→ Exercise
Reproduce the data from the line containing "Target: chin" to the line containing "POLYGON ((381 149, 390", substituting "straight segments" for "straight edges" and leaving everything else unchanged.

# Start of Supplied material

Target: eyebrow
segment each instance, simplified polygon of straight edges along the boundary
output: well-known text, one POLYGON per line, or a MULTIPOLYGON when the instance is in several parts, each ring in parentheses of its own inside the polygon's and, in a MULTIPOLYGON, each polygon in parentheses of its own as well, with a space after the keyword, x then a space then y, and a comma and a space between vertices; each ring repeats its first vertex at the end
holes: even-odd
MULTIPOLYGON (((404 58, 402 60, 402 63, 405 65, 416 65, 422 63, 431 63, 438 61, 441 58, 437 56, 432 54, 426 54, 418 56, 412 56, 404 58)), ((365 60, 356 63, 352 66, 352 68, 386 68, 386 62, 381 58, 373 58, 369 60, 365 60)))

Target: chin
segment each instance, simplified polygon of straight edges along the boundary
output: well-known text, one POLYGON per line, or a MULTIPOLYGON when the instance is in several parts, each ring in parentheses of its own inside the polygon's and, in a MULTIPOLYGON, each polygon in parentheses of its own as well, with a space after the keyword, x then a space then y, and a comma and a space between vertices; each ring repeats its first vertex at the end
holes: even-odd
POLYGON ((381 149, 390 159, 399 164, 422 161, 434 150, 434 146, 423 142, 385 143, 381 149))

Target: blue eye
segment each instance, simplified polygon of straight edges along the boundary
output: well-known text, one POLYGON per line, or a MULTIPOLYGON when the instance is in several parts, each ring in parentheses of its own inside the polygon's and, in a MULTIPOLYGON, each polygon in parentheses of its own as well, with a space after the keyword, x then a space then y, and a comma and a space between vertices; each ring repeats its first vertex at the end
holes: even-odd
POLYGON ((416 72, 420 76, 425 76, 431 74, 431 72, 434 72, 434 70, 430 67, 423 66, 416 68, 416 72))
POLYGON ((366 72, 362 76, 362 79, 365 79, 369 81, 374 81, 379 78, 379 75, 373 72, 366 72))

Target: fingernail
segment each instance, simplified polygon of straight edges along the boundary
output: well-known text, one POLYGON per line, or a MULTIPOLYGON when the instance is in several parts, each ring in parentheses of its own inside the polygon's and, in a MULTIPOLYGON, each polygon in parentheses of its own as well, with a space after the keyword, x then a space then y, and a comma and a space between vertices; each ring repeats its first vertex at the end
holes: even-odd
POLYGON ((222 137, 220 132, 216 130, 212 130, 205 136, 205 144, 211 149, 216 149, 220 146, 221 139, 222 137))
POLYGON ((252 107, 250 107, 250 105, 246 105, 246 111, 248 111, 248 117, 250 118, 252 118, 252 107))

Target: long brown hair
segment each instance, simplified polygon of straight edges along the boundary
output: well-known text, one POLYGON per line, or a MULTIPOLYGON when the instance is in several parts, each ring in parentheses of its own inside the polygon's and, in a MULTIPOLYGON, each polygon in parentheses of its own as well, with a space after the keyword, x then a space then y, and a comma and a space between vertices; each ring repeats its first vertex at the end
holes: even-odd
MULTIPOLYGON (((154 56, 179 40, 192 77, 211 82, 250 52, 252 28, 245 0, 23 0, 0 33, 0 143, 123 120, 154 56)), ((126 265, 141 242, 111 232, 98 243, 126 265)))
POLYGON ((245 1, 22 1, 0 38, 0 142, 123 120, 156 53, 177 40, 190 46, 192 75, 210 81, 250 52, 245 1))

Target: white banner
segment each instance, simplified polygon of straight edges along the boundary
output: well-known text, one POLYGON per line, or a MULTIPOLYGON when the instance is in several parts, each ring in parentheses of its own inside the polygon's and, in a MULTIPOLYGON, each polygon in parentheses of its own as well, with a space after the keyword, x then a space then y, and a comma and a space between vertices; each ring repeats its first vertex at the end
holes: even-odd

# End of Supplied material

→ Solution to this task
Target: chin
segment each instance, simplified polygon of straight segments along the boundary
output: well-known text, one POLYGON per line, or a MULTIPOLYGON when the instance is in several parts, each ring in parentheses of its own inside the polygon's and, in a MULTIPOLYGON, each polygon in parentheses of its own as well, with a space after the keyword, x then a space then y, and a comma and a space between vertices; each ring repeats its first vertex at the end
holes: even-odd
POLYGON ((381 149, 390 159, 399 164, 422 161, 434 150, 434 146, 423 142, 385 143, 381 149))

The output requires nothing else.